REQUIREMENTS:
In all of the entries below, substitute "site survey" for every occurrence of "corridor tally", keeping every other character the same.

───── EXERCISE INPUTS

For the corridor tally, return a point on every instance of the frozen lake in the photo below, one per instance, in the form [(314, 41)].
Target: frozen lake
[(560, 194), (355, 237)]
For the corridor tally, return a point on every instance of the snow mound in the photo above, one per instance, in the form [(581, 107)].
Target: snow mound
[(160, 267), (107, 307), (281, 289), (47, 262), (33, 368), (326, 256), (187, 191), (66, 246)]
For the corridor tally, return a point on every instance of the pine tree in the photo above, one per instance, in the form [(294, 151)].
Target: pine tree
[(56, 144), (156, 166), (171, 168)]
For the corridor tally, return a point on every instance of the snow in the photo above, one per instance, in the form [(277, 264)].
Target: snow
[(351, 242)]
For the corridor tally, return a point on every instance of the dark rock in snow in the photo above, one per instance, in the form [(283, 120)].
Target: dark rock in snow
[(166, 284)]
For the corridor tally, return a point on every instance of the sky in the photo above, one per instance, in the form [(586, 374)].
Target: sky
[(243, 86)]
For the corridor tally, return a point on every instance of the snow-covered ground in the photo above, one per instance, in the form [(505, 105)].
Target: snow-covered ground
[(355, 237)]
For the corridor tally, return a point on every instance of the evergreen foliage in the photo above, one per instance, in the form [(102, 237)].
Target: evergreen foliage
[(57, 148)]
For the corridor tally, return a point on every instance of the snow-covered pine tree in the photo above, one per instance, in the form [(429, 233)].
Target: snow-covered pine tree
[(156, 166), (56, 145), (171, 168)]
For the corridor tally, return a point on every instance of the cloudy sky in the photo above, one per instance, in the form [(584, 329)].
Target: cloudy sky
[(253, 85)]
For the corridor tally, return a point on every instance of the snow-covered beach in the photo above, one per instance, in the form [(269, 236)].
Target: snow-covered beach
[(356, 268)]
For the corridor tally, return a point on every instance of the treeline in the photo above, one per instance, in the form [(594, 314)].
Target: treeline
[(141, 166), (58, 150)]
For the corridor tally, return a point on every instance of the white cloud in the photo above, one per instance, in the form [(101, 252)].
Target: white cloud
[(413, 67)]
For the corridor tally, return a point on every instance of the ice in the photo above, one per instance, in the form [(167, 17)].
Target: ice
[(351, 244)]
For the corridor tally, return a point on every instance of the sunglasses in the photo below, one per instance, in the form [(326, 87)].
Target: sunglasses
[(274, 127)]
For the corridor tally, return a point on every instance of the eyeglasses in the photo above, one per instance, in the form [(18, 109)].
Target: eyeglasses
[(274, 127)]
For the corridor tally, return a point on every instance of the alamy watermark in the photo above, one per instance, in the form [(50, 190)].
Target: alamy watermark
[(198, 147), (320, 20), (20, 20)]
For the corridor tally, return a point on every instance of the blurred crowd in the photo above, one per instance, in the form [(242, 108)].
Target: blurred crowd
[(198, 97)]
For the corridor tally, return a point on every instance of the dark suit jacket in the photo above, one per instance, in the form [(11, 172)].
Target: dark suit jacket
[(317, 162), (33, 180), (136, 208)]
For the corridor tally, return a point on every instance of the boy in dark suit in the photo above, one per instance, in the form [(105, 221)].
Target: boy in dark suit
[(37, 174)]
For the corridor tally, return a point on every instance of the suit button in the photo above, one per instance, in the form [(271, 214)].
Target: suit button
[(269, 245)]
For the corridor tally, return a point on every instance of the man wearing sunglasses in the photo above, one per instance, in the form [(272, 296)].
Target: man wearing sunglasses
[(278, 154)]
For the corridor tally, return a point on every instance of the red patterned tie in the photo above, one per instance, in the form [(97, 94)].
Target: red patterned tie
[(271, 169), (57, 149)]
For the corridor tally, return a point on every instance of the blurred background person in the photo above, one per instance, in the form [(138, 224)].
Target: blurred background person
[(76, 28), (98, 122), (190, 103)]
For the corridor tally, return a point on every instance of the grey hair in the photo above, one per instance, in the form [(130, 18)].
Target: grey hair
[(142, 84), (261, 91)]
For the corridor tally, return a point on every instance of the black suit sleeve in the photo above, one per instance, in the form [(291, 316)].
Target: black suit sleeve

──────────

EXERCISE ANSWER:
For the site survey, return a point on every instance of the frozen lake in the photo below, one per instance, in the form [(314, 41)].
Target: frozen lake
[(560, 194), (355, 237)]
For the site survey, return a point on every instance of the snow mound in the photo above, one per instance, in the form [(581, 107)].
Target: snow mound
[(160, 267), (107, 307), (281, 289), (47, 262), (33, 368), (326, 256), (187, 191), (66, 246)]
For the site survey, return a point on every instance of the pine tree in the photo above, one per instance, in the form [(294, 151)].
Target: pine tree
[(56, 144), (156, 166), (171, 168)]
For the site survey, return a point on every instance of the snow in the photo above, one per instance, in the form [(277, 264)].
Target: snow
[(351, 242)]
For the site survey, return a point on every instance of the dark rock in snow in the photo above, one per instance, in the form [(283, 120)].
Target: dark rock in snow
[(166, 284)]
For the site survey, return a point on every instance of the sky in the photo above, one per instance, in the form [(586, 374)].
Target: sky
[(243, 86)]
For the site survey, return a point on every instance of the snow-covered ground in the photo above, one per instance, in the form [(505, 105)].
Target: snow-covered ground
[(355, 237)]
For the site survey, return a point on every instance of the evergreen foliage in the photo above, one per instance, in the form [(102, 237)].
Target: evergreen foliage
[(57, 148)]
For the site survey, return a point on every instance of the snow-covered pine tree in the photo above, one per instance, in the form [(429, 233)].
Target: snow-covered pine tree
[(156, 166), (56, 145), (171, 168)]
For the site survey, return a point on every instance of the cloudy sky in the photo above, one per instance, in the form [(584, 329)].
Target: cloudy sky
[(253, 85)]
For the site survey, return a point on every instance of the snow-covered beach in the photo above, one per instance, in the form [(269, 236)].
Target: snow-covered beach
[(356, 268)]
For the site survey, return a point on every instance of the treeline in the photo above, one per instance, in the form [(594, 314)].
Target: treeline
[(141, 166), (58, 150)]
For the site survey, return a point on every instance of the white cloud in the photo above, one per instance, in the form [(101, 252)].
Target: white cloud
[(413, 67)]
For the site survey, return a point on every instance of the ice in the photo above, one per instance, in the form [(167, 17)].
Target: ice
[(351, 244)]
For the site survey, return a point on every instance of the sunglasses in the photo below, one per instance, in the form [(326, 87)].
Target: sunglasses
[(274, 127)]
For the site survey, return a point on every instance of the eyeglasses in the photo above, one per instance, in the form [(18, 109)].
Target: eyeglasses
[(274, 127)]
For the site survey, return a point on every instance of the alamy watermark in the photo above, one per instance, in the form [(50, 190)].
Target: alamy watermark
[(198, 147), (320, 20), (20, 20)]
For the site survey, return a point on every instance of the blurred crowd in the photo above, one per instance, in the form [(242, 108)].
Target: blurred crowd
[(198, 97)]
For the site survey, return a point on every instance of the dark suit jacket in the photo above, one per instance, in the form [(11, 172)].
Target: dark suit jacket
[(317, 162), (33, 180), (136, 208)]
For the site survey, return a point on every instance of the boy in dark suit in the photo above, one per instance, in the form [(105, 221)].
Target: boy in dark suit
[(37, 174)]
For the site survey, return a point on every instance of the suit button in the photo above, one per instance, in the form [(271, 214)].
Target: suit button
[(269, 245)]
For the site survey, return a point on every instance of the man wearing sunglasses in the photo above, one per instance, in the form [(272, 296)].
Target: man wearing sunglasses
[(278, 154)]
For the site survey, return a point on every instance of the red patterned tie in the photo above, one per instance, in the form [(97, 94)].
Target: red patterned tie
[(271, 169), (57, 149)]
For the site survey, return a point on every instance of the blurred background person in the photo above, one per instance, in the form [(138, 224)].
Target: blurred background person
[(76, 28), (98, 122), (190, 103)]
For the site survey, return a point on every instance of the grey hair in the photo above, one per instance, in the form [(130, 18)].
Target: grey hair
[(142, 84), (261, 91)]
For the site survey, return a point on every instance of the black suit sleeve in the photo above, one per instance, in the form [(291, 316)].
Target: black suit sleeve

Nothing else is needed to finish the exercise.